YOUR GOAL: Find every line of the material below that contains the word "facade" and copy each of those lines. The match is case-sensitive.

PROVIDED RECORDS:
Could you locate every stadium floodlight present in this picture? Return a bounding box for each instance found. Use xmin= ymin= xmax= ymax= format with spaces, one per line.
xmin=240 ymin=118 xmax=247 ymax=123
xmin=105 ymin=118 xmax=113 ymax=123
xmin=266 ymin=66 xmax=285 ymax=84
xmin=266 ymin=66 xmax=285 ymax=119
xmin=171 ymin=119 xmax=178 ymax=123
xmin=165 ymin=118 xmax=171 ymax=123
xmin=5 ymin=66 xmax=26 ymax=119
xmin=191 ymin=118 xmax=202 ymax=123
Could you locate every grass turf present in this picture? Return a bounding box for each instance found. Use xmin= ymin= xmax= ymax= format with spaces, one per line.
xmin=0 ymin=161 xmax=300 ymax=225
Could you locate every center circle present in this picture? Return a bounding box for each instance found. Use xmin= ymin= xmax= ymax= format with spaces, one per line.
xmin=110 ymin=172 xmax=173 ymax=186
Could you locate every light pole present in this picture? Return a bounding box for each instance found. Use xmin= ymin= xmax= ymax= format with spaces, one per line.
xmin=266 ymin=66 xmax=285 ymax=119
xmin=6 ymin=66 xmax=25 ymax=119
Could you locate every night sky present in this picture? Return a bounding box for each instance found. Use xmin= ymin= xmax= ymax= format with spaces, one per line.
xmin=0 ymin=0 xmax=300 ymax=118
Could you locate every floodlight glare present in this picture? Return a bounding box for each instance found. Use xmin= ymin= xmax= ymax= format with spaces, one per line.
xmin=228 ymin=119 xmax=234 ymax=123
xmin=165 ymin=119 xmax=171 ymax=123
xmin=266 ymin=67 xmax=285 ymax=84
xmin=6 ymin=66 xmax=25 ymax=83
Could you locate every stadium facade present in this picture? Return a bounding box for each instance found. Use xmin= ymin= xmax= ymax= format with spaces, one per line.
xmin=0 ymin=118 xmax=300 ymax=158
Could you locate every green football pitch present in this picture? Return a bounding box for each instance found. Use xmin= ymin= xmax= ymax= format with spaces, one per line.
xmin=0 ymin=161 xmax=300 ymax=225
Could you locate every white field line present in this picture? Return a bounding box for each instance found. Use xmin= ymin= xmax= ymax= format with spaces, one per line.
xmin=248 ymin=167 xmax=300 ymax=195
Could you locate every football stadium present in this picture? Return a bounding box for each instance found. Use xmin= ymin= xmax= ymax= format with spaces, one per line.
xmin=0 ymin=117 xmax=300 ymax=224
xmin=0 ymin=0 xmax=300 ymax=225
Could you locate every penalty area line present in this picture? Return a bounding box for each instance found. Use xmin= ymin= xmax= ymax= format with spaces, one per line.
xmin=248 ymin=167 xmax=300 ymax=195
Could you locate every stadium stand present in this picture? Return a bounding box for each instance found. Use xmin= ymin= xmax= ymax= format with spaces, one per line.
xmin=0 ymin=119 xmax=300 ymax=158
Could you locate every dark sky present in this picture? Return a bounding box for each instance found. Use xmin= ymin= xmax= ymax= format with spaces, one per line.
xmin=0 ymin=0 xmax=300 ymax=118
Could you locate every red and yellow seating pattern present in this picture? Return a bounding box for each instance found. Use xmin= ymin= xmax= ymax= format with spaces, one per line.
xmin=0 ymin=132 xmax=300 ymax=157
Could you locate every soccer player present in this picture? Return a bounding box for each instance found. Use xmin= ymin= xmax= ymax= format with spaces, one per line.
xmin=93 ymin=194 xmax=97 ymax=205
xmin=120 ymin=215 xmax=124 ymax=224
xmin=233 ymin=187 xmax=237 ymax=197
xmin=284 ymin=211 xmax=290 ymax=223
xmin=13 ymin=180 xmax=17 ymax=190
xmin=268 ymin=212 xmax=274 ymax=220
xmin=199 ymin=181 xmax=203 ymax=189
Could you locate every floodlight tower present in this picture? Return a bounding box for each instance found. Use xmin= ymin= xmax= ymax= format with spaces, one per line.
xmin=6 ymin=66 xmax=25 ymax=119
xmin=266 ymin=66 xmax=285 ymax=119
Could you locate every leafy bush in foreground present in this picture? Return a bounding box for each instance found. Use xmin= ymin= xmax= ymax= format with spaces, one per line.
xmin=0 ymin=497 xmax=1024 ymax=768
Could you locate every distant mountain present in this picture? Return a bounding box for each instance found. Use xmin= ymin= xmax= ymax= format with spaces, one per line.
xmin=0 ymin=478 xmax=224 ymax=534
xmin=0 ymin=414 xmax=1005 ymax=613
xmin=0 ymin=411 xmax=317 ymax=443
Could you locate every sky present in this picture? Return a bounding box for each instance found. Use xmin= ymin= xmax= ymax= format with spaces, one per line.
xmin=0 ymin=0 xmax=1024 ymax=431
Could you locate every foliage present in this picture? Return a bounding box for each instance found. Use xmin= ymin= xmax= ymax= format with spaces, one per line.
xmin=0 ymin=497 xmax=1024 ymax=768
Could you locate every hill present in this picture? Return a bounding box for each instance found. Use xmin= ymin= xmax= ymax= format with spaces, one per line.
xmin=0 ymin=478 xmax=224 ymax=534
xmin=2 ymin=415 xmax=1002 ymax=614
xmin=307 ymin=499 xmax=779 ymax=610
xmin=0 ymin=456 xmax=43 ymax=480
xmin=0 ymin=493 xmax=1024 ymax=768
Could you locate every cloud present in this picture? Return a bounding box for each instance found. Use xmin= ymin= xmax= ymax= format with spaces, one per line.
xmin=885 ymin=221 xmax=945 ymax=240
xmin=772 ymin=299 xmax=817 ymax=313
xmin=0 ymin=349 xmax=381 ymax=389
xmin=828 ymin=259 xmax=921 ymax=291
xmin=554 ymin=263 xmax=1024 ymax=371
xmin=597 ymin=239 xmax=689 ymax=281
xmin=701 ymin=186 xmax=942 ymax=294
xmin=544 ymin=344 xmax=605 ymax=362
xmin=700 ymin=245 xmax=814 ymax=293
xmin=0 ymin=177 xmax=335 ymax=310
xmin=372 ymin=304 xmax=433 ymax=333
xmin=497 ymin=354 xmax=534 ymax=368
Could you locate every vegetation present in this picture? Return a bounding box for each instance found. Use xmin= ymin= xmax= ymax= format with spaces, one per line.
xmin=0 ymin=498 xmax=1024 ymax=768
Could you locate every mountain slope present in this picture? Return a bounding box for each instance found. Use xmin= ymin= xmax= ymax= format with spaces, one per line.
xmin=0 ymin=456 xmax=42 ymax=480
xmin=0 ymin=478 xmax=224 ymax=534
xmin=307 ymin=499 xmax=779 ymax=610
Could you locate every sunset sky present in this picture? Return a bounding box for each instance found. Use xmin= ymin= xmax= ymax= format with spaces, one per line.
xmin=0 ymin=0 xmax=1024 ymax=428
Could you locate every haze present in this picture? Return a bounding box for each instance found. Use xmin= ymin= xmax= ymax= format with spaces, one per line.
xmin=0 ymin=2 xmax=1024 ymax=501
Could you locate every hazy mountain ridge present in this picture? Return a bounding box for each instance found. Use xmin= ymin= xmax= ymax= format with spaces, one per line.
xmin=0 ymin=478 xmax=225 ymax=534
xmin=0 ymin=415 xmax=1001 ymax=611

RESULT:
Could you locate every stadium facade present in this picture? Return a bounding box for each instance found. Use xmin= ymin= xmax= ymax= format with spaces, one per line.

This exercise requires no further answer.